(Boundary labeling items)
━━━━━━

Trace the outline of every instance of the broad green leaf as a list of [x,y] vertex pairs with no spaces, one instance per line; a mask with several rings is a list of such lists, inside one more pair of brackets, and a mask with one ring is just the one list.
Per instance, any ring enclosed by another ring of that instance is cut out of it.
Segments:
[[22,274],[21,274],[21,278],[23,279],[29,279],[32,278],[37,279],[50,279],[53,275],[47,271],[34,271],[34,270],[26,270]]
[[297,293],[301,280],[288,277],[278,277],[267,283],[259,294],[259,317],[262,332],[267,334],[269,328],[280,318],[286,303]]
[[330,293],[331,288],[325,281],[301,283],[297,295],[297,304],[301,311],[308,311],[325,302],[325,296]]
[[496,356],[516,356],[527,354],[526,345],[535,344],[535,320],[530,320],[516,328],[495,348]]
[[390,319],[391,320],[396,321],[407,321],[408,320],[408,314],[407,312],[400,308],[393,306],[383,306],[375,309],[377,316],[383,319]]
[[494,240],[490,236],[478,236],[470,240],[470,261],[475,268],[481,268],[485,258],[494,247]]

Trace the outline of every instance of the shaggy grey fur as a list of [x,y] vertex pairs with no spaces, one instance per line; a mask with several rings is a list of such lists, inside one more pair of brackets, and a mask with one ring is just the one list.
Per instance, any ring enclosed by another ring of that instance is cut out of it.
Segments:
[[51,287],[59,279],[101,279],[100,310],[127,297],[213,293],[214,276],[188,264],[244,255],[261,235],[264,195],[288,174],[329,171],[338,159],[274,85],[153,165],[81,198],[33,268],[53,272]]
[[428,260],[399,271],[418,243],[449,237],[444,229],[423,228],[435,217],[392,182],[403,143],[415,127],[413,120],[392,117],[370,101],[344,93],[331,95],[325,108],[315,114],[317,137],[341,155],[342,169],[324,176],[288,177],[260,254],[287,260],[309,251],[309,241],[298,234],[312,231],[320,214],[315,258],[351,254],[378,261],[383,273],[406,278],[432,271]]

━━━━━━

_Task to carry out_:
Copy out all of the data exactly, leaving nothing out.

_Response to this exercise_:
Trace the outline of every instance of the broad green leaf as a list of [x,y] vertex pairs with no spaces, one instance per line; a mask with several rings is a list of such lists, inside one more pair of brackets, and a mask with one ring is just the one list.
Per instance, any ring enclosed by another ring of that instance is cut out of it.
Segments:
[[22,274],[21,274],[21,278],[23,279],[29,279],[32,278],[37,279],[50,279],[53,275],[47,271],[34,271],[34,270],[26,270]]
[[297,293],[301,280],[288,277],[278,277],[267,283],[259,294],[259,317],[262,332],[267,334],[269,328],[280,318],[286,303]]
[[330,293],[331,288],[325,281],[301,283],[297,295],[297,304],[301,311],[308,311],[325,302],[325,296]]
[[496,356],[516,356],[527,354],[526,345],[535,344],[535,320],[530,320],[516,328],[495,348]]
[[390,319],[391,320],[396,321],[407,321],[408,320],[408,314],[407,312],[400,308],[393,306],[383,306],[375,309],[377,316],[383,319]]
[[494,240],[490,236],[478,236],[470,240],[470,261],[475,268],[481,268],[485,258],[494,247]]

Trace the outline of every instance of the shaggy grey fur as a list of [x,y] vertex pairs with no spaces, one instance per line; a mask with several rings is a list of such lists, inside one more pair of brackets, and a mask with one ring is just the one list.
Per instance, any ring enclosed by another ring of that instance is cut out of it.
Segments:
[[51,287],[59,279],[101,279],[100,310],[127,297],[213,293],[214,276],[188,264],[244,255],[261,235],[264,195],[288,174],[329,171],[338,159],[274,85],[153,165],[81,198],[33,268],[53,272]]
[[428,260],[399,271],[418,243],[449,237],[444,229],[423,228],[435,217],[392,182],[403,143],[415,127],[413,120],[392,117],[370,101],[344,93],[331,95],[325,108],[315,114],[317,137],[341,155],[342,169],[324,176],[288,177],[260,254],[287,260],[309,251],[309,241],[298,234],[312,231],[320,214],[315,258],[351,254],[378,261],[383,273],[406,278],[432,271]]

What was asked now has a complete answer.